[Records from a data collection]
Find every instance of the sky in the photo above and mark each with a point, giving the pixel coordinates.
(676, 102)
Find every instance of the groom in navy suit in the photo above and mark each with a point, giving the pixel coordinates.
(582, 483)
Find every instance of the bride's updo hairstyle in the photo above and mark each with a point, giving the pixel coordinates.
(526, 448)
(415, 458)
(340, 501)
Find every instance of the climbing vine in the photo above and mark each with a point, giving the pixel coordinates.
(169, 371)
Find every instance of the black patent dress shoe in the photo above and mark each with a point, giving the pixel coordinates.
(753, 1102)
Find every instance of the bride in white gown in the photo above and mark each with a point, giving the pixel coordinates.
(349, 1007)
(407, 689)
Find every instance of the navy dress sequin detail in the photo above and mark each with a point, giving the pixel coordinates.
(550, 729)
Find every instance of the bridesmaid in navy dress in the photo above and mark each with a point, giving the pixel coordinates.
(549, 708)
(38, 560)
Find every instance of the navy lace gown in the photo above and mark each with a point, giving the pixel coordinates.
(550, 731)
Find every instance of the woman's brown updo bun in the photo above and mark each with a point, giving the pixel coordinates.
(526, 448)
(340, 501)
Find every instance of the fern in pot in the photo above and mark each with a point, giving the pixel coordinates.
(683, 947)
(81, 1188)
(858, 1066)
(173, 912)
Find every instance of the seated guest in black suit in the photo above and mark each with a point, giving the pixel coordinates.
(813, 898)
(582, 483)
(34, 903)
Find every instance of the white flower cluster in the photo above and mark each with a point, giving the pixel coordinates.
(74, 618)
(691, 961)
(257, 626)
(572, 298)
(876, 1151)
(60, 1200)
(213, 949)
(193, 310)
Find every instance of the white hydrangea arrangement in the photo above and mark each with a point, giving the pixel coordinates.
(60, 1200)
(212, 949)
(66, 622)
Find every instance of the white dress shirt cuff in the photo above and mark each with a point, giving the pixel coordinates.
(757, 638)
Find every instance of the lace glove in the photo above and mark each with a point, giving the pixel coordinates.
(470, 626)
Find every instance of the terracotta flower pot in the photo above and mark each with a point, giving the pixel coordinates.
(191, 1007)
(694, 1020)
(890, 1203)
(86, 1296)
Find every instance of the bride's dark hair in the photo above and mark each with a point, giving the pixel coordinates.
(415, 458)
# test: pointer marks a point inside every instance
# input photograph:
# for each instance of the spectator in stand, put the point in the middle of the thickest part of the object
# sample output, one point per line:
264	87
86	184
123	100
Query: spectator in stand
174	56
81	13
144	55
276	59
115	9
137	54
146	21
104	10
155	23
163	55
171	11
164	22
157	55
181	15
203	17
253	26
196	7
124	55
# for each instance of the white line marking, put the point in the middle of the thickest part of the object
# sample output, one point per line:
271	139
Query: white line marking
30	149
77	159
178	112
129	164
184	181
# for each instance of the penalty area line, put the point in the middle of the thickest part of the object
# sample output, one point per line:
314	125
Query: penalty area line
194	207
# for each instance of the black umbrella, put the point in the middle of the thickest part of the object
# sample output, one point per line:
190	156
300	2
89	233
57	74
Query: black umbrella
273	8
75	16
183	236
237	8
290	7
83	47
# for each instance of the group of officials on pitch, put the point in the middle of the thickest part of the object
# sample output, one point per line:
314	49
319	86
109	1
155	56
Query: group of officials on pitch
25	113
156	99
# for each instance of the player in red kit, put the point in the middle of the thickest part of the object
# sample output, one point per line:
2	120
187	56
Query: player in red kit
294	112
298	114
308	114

* _TASK DESCRIPTION_
Nothing but an exact reproduction of the entries is wanted.

* _RESPONSE TO THE TASK_
Find every instance of the sky in the photo above and mark each with a point, giving the pixel coordinates.
(676, 102)
Find every instance of the groom in navy suit in the photo above and mark each with a point, giving the pixel coordinates.
(582, 483)
Find every instance of the bride's updo hairstyle in the photo above and mark each with a point, giving the pixel coordinates.
(526, 448)
(415, 458)
(340, 501)
Find every instance of the climbing vine in the photo above and mark each with a point, giving the pixel coordinates.
(169, 371)
Find every instance of the black patent dress shoe in the photo above and mark each with a point, giving the pixel coordinates.
(753, 1102)
Find every instance of the bride in white gown in the photo above and mark each with a point, giving the pixel coordinates.
(349, 1007)
(407, 689)
Find every instance of the navy dress sequin detail in the photo above and mark each with a point, giving the pixel coordinates.
(550, 729)
Find every instance of the bridesmaid in navy dress in the photo above and mark each with a point, giving the pixel coordinates.
(549, 708)
(38, 560)
Find every instance of the navy lace gown in the photo above and mark each with a point, giving the pixel coordinates.
(550, 731)
Find every instance of the woman's brown updo bun in the photo above and mark each with a point, giving the pixel coordinates.
(526, 448)
(340, 501)
Find every instance of the fern in pot in the photo above and mark each with a point, giving the pixel coordinates.
(683, 947)
(81, 1188)
(858, 1066)
(173, 912)
Find every instance of the seated guest in black suit in the photo above and mark each with a point, giving the pixel coordinates.
(813, 898)
(582, 483)
(34, 903)
Find every instance of the white flower cluster in the photo above and mark each with a point, giving the pixel coordinates.
(74, 618)
(691, 961)
(257, 626)
(572, 298)
(876, 1151)
(60, 1200)
(213, 949)
(193, 310)
Find every instance of the white hydrangea arrangement in the photo above and mark each with a point, giving the pixel coordinates.
(60, 1200)
(212, 949)
(66, 622)
Find every instance of the white dress shirt cuff in the photo above and mark each with a point, giving the pixel coordinates.
(757, 638)
Find every instance of the lace glove in the photo above and mark each with a point, giving the pixel coordinates.
(470, 626)
Find every instance of the terracotta flower pot in the photo above and mark each with a point, giving the pixel coordinates.
(191, 1007)
(694, 1020)
(890, 1203)
(86, 1296)
Find every instance of the bride's dark hair in the photo above and mark each with a point, giving the pixel coordinates.
(415, 458)
# test: pointer marks a point inside every instance
# input photograph:
# for each instance of the spectator in stand, put the point in the middle of the thickest part of the object
# sample output, one point per line:
264	87
86	184
123	100
Query: spectator in stand
174	56
81	13
144	55
276	59
115	9
137	54
146	21
104	10
155	23
163	55
171	11
164	22
157	55
181	15
203	17
253	26
196	7
124	55
# for each instance of the white line marking, put the point in the middle of the thickest part of the object
# sample output, one point per line:
271	139
Query: white line marking
30	149
77	159
178	112
129	164
184	181
# for each instance of the penalty area line, put the point in the middle of the thickest part of the object
# sample output, one point per line:
314	125
Query: penalty area line
194	207
# for each instance of the black umbrella, put the point in the middle of the thickest part of the object
# sample output, one point per line:
190	156
300	2
89	233
57	74
Query: black umbrella
273	8
75	16
183	236
237	8
290	7
83	47
# for each instance of the group of officials on pitch, put the point in the middle of the thickest part of the object
# sample output, one point per line:
314	49
319	86
109	1
155	56
Query: group of officials on pitch
25	113
156	99
# for each instance of the player in red kit, put the point in the middle of the thickest part of the object
# sample output, one point per line:
2	120
187	56
Query: player in red kit
294	112
298	114
308	114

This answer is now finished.